Excerpted from Time to Ride: PET
“The micro-team also brought something called a “PET”. Actually, they brought twelve. A PET stands for Personal Energy Transportation. The PET Mobility Project is a faith based and volunteer powered organization that helps bring the type of empowerment that is brought by being mobile in one’s community. The PET is almost like a bike. But as it is for people who cannot walk and cannot use wheelchairs in their rural environment, the users can peddle with their arms.
“I was especially excited because I knew about the PET from when I worked with the Alaska United Methodist Missionary Conference. Church members would donate money for the PETS. For a long time I had no idea what it stood for and just thought that those in Alaska were extremely dedicated to their pets. But I eventually found out what they were and have been fascinated with them ever since.

- Instructions:
1. According to the PET excerpt, what does PET stand for?
2. Write out the part of the PET excerpt starting at "Excerpted from Time" and ending at "with their arms.".

- Dataset records:
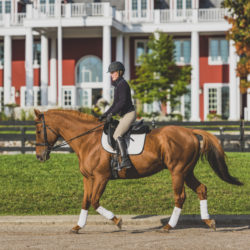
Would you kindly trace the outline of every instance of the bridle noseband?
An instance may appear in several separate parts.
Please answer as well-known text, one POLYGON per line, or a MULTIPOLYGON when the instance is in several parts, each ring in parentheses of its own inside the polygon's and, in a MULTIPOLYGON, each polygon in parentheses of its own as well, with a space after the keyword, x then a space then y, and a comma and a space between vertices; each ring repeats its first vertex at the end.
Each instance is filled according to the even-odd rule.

==

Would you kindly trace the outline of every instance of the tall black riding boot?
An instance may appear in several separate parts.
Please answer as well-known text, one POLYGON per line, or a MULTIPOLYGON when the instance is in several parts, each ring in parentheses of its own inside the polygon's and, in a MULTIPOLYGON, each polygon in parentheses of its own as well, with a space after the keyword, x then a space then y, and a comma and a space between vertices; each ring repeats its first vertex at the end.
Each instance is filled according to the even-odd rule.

==

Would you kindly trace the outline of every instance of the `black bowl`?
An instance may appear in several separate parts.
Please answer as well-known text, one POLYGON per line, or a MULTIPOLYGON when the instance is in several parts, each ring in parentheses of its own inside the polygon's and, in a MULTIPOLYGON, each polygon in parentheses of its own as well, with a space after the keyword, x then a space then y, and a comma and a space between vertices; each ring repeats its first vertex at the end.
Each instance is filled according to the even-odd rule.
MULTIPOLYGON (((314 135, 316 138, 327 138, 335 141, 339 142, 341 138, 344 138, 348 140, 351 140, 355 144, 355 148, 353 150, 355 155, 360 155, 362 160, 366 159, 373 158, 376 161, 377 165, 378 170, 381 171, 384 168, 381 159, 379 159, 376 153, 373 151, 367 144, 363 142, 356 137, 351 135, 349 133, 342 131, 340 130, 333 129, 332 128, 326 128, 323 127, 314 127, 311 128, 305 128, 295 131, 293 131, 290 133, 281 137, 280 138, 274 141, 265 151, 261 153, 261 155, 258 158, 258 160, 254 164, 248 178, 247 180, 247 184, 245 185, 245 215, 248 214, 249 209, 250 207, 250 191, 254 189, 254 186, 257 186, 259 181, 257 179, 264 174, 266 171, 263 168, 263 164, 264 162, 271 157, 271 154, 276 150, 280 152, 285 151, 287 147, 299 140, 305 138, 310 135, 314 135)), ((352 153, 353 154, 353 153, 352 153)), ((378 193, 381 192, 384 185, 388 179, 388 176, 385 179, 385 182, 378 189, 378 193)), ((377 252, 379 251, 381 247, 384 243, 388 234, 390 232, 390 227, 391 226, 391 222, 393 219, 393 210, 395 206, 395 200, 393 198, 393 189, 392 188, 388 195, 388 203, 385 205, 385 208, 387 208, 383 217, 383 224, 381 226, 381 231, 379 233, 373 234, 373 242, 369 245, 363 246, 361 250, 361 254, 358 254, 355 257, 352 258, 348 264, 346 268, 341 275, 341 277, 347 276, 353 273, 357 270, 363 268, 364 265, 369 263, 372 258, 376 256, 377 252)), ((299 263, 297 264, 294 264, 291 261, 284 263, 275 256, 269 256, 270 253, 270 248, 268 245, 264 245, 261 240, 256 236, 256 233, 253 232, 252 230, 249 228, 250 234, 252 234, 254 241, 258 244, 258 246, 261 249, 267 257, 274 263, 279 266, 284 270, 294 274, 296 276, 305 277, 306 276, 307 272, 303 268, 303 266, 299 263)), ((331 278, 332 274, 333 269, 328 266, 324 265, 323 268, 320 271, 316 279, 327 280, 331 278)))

- Answer section:
1. Personal Energy Transportation

2.
Excerpted from Time to Ride: PET
“The micro-team also brought something called a “PET”. Actually, they brought twelve. A PET stands for Personal Energy Transportation. The PET Mobility Project is a faith based and volunteer powered organization that helps bring the type of empowerment that is brought by being mobile in one’s community. The PET is almost like a bike. But as it is for people who cannot walk and cannot use wheelchairs in their rural environment, the users can peddle with their arms.